Please rewrite the review below, starting at "The title is" and ending after "of good books.", with "bookshops" in place of "bookstalls".
Top of PASSAGE PROVIDED
Leukemia hasn’t slowed Clive James down a bit. The prolific critic, poet, and broadcaster continues to put out books at an impressive rate since being diagnosed in 2010. He wrapped up his translation of The Divine Comedy in 2013, published a collection of poetry criticism in 2014, and followed it with a book of his own poems earlier this year. Now we have Latest Readings, a collection of short essays on newly discovered books and those he’s been reflecting on his whole life.
The title is just right. These aren’t last readings—at least, I’m sure, James hopes not. Death may be waiting around the corner, but until James meets him, he will keep as busy as possible, it seems, reading and writing or browsing the local bookstalls for some forgotten first edition, almost as if he is trying to postpone the inevitable. This doesn’t mean he ignores death. The book is dedicated to the staff at Addenbrooke’s Hospital, where James has been receiving treatment, and he is open about his increasing frailty. But there is little morbidity or self-pity. These essays are about the life of good books.
Bad critics lecture, good ones share. James makes you feel as if you are sitting in his kitchen (with adjacent library) talking about his day, which just happens to be filled with reading.
What are the best novels-in-series (which, by the way, James thinks Americans are not very good at for some reason)? There’s Evelyn Waugh’s Sword of Honour trilogy. James remembers being unimpressed when he first read it. Waugh’s prose "is designed to go down like a glass of water," he remarks with the aversion of a formerly heavy drinker. On re-reading the series, however, he is struck by its "broadness" and "narrative drive"—no small accomplishment for a novelist with a gift for comic portraiture. There’s also Powell’s twelve-volume The Music of Time and Paul Scott’s Raj Quartet.
Bottom of PASSAGE PROVIDED
Top of DATASET
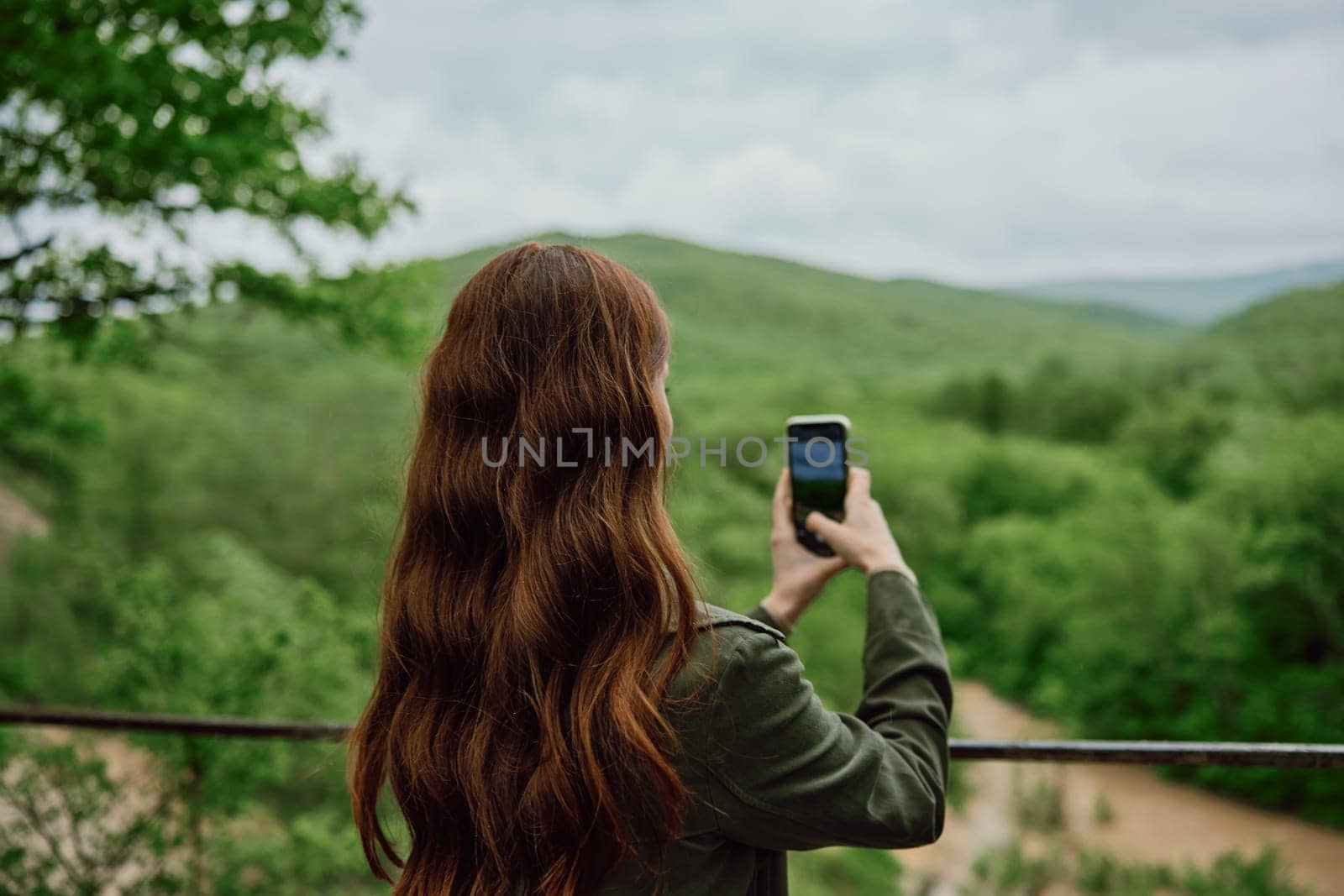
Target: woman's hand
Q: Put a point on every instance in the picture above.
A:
(864, 539)
(799, 574)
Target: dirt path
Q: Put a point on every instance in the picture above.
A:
(1151, 820)
(18, 517)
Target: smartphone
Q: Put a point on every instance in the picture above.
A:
(819, 472)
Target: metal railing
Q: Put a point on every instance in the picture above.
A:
(1144, 752)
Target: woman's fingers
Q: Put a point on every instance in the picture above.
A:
(780, 506)
(826, 527)
(859, 486)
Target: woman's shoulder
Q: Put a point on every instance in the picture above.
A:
(723, 637)
(734, 625)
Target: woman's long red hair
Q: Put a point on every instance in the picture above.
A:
(517, 712)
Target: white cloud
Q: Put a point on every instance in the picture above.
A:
(969, 140)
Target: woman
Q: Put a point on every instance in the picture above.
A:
(555, 710)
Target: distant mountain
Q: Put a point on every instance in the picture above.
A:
(1195, 300)
(774, 318)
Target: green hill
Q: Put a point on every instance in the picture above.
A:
(1119, 546)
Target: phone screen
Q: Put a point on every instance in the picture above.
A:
(819, 472)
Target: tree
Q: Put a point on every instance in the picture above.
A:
(159, 113)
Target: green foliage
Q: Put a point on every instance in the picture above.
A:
(69, 828)
(1162, 560)
(160, 114)
(1014, 871)
(1054, 401)
(843, 872)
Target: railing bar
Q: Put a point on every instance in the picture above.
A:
(1149, 752)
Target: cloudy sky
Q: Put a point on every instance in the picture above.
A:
(976, 141)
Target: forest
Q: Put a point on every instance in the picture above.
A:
(1129, 526)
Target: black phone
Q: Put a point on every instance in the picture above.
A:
(819, 472)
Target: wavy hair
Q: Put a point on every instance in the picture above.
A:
(517, 715)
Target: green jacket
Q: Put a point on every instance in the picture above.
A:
(770, 768)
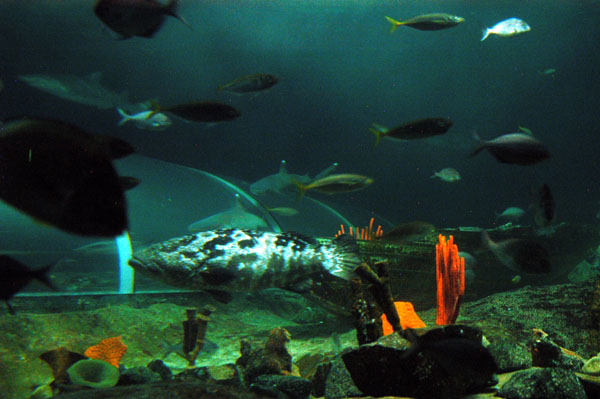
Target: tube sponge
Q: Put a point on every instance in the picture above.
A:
(93, 373)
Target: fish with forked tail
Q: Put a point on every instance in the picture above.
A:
(229, 260)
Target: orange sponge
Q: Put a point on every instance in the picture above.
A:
(408, 318)
(110, 350)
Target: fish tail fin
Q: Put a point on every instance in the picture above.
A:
(301, 189)
(486, 33)
(124, 117)
(346, 257)
(42, 276)
(486, 241)
(377, 134)
(155, 107)
(395, 24)
(171, 9)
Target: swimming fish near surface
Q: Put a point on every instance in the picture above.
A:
(519, 255)
(512, 214)
(507, 28)
(201, 111)
(130, 18)
(250, 84)
(16, 275)
(224, 261)
(514, 148)
(449, 175)
(235, 217)
(414, 130)
(340, 183)
(436, 21)
(148, 120)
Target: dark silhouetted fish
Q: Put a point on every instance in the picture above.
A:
(250, 83)
(437, 21)
(414, 130)
(207, 111)
(340, 183)
(135, 17)
(408, 232)
(16, 275)
(519, 255)
(543, 206)
(514, 148)
(224, 261)
(63, 176)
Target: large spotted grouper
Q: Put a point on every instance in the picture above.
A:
(230, 260)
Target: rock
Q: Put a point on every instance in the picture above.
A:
(319, 379)
(161, 369)
(545, 353)
(592, 366)
(510, 356)
(339, 383)
(543, 383)
(293, 387)
(93, 373)
(138, 375)
(446, 363)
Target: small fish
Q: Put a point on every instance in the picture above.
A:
(130, 18)
(519, 255)
(507, 28)
(525, 130)
(408, 232)
(437, 21)
(63, 176)
(543, 206)
(283, 211)
(418, 129)
(206, 111)
(514, 148)
(15, 276)
(341, 183)
(232, 260)
(512, 213)
(449, 175)
(250, 84)
(148, 120)
(547, 71)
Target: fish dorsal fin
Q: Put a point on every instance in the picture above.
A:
(283, 168)
(94, 77)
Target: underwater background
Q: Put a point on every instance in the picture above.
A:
(340, 70)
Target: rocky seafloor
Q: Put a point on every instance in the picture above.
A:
(540, 337)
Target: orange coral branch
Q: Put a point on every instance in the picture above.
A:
(110, 350)
(450, 276)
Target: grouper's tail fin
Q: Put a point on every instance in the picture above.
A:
(347, 257)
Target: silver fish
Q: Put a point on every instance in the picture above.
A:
(514, 148)
(232, 260)
(508, 27)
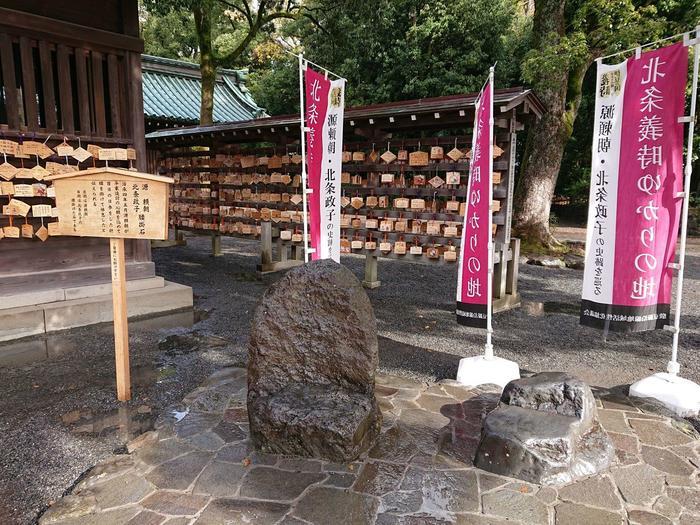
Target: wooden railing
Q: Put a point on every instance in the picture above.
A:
(52, 87)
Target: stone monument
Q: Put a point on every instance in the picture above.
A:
(311, 366)
(545, 430)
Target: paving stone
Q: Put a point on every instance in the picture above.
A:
(619, 403)
(598, 491)
(547, 495)
(398, 382)
(434, 403)
(342, 467)
(162, 451)
(220, 479)
(667, 507)
(626, 442)
(666, 461)
(639, 484)
(208, 441)
(379, 478)
(110, 517)
(230, 432)
(108, 469)
(680, 481)
(300, 464)
(384, 391)
(395, 445)
(658, 433)
(614, 421)
(516, 506)
(574, 514)
(238, 512)
(480, 519)
(196, 423)
(122, 490)
(401, 502)
(340, 479)
(146, 517)
(71, 506)
(444, 490)
(245, 453)
(491, 481)
(335, 506)
(643, 517)
(688, 498)
(175, 503)
(272, 484)
(689, 519)
(179, 473)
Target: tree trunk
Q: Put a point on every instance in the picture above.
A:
(547, 138)
(207, 64)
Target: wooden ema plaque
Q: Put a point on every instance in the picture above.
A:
(117, 204)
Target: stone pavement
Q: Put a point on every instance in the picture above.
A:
(197, 467)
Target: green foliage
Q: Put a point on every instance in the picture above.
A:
(401, 49)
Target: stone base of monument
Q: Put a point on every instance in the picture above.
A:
(679, 395)
(311, 364)
(482, 370)
(545, 430)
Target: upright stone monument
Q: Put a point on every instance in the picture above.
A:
(545, 430)
(311, 366)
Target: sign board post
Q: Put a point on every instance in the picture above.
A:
(116, 204)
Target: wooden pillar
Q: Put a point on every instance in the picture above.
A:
(265, 244)
(499, 273)
(513, 268)
(215, 245)
(371, 279)
(121, 327)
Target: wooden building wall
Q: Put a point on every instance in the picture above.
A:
(70, 70)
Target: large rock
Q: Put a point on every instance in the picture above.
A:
(311, 366)
(545, 430)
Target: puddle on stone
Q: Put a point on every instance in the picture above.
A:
(540, 309)
(26, 351)
(126, 423)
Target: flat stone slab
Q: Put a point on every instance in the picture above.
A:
(412, 476)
Bottom of DATASET
WRITTEN REPLY:
The title is just right. These aren’t last readings—at least, I’m sure, James hopes not. Death may be waiting around the corner, but until James meets him, he will keep as busy as possible, it seems, reading and writing or browsing the local bookshops for some forgotten first edition, almost as if he is trying to postpone the inevitable. This doesn’t mean he ignores death. The book is dedicated to the staff at Addenbrooke’s Hospital, where James has been receiving treatment, and he is open about his increasing frailty. But there is little morbidity or self-pity. These essays are about the life of good books.